(Stored data entries)
────────────────

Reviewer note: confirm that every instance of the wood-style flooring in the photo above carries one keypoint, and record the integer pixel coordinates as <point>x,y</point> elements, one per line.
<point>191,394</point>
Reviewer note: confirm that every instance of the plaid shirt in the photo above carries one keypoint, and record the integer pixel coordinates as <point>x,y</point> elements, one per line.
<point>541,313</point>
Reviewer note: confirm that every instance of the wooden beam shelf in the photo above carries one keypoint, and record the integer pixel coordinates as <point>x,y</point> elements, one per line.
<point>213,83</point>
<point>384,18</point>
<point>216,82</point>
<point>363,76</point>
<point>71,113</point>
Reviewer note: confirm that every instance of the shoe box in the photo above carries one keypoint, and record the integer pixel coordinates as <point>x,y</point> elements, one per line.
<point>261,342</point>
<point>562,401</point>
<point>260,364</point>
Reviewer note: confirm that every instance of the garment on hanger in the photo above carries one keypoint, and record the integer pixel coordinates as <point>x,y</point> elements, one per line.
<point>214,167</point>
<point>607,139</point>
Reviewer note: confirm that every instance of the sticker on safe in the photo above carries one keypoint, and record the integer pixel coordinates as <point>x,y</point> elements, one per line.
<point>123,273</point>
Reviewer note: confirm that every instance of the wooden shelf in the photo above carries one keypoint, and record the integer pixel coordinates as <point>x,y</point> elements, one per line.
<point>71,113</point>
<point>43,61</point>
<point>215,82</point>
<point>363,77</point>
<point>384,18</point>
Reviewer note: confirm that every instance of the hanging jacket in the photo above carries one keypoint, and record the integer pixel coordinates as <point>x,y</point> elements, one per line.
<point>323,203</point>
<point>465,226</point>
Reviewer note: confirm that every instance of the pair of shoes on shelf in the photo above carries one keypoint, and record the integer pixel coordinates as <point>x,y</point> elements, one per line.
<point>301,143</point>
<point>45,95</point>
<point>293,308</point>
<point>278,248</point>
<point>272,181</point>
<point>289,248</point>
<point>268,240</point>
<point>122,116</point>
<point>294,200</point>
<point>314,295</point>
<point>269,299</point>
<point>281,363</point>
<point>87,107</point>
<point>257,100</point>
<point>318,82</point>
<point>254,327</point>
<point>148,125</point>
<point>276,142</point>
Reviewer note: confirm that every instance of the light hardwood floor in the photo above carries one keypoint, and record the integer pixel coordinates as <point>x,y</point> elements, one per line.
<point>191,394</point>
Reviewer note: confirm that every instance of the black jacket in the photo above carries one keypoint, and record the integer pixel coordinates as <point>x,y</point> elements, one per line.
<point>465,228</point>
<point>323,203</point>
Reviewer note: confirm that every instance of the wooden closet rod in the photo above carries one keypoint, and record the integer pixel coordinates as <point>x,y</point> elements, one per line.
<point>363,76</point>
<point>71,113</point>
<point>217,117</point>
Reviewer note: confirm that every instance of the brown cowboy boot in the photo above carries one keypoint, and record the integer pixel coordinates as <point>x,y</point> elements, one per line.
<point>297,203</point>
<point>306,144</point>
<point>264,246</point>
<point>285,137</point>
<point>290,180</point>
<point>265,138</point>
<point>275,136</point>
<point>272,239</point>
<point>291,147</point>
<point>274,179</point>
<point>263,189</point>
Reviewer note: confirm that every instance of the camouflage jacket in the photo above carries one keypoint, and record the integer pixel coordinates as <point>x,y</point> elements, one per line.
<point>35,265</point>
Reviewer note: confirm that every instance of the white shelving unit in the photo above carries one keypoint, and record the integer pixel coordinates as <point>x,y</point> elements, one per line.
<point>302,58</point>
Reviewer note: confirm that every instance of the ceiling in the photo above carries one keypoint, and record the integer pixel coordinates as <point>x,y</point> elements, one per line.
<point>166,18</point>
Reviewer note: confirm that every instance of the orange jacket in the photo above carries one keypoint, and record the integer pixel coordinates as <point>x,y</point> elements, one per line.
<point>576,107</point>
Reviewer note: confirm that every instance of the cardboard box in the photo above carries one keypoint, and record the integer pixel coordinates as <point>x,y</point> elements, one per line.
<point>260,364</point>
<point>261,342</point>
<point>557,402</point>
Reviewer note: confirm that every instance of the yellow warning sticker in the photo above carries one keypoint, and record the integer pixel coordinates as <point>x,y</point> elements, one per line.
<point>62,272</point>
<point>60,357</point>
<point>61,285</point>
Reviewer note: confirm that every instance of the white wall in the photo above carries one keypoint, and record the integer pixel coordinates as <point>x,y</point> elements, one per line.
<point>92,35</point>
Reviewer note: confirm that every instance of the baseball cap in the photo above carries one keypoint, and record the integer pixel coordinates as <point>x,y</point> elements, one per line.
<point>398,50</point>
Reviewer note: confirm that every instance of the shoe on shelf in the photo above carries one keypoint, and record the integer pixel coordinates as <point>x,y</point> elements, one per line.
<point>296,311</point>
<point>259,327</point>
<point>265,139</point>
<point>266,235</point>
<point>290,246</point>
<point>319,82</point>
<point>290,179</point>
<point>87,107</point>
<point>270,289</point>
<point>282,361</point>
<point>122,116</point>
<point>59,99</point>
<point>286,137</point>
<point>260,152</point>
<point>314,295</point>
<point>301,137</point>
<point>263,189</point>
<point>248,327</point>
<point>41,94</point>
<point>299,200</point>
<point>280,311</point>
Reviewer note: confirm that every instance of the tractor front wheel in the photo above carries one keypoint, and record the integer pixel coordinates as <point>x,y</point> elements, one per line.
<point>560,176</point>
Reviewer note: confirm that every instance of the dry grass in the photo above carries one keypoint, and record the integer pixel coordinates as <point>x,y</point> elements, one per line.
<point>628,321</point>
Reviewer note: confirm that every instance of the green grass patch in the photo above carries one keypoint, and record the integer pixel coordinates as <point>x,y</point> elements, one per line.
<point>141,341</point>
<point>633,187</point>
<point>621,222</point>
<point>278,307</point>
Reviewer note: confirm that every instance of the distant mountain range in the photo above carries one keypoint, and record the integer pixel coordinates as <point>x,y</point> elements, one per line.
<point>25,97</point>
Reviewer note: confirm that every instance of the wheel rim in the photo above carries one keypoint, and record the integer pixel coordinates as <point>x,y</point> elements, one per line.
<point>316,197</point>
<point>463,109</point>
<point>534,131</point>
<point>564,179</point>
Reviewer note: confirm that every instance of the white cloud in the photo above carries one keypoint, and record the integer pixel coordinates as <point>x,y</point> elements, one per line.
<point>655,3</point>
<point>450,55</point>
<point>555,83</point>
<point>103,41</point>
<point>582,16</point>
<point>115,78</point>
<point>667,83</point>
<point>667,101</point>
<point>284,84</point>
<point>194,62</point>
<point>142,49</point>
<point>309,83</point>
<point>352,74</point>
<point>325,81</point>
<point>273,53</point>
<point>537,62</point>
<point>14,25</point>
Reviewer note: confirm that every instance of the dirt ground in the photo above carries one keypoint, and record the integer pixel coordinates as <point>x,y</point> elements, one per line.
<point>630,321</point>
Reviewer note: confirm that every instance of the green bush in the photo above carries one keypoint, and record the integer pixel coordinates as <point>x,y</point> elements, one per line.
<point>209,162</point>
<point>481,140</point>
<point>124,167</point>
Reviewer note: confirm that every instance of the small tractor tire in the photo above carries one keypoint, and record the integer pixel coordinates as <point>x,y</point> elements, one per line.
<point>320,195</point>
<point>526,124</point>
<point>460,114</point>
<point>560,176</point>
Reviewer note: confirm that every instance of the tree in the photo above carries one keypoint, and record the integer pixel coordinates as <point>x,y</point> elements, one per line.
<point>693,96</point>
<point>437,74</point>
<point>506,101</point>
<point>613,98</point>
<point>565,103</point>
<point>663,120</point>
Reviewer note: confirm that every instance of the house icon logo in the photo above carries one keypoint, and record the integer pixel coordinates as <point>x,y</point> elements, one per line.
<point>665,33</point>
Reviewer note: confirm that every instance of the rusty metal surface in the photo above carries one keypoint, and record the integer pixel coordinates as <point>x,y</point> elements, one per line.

────────────────

What you have to do — Return, verbatim, the lines above from the line containing "Reviewer note: confirm that every instance of the white wall" through the line containing "<point>92,35</point>", with both of those lines included.

Final result —
Reviewer note: confirm that every instance of the white wall in the photo above carries one keypoint, and record the integer pixel coordinates as <point>x,y</point> elements, one per line.
<point>92,35</point>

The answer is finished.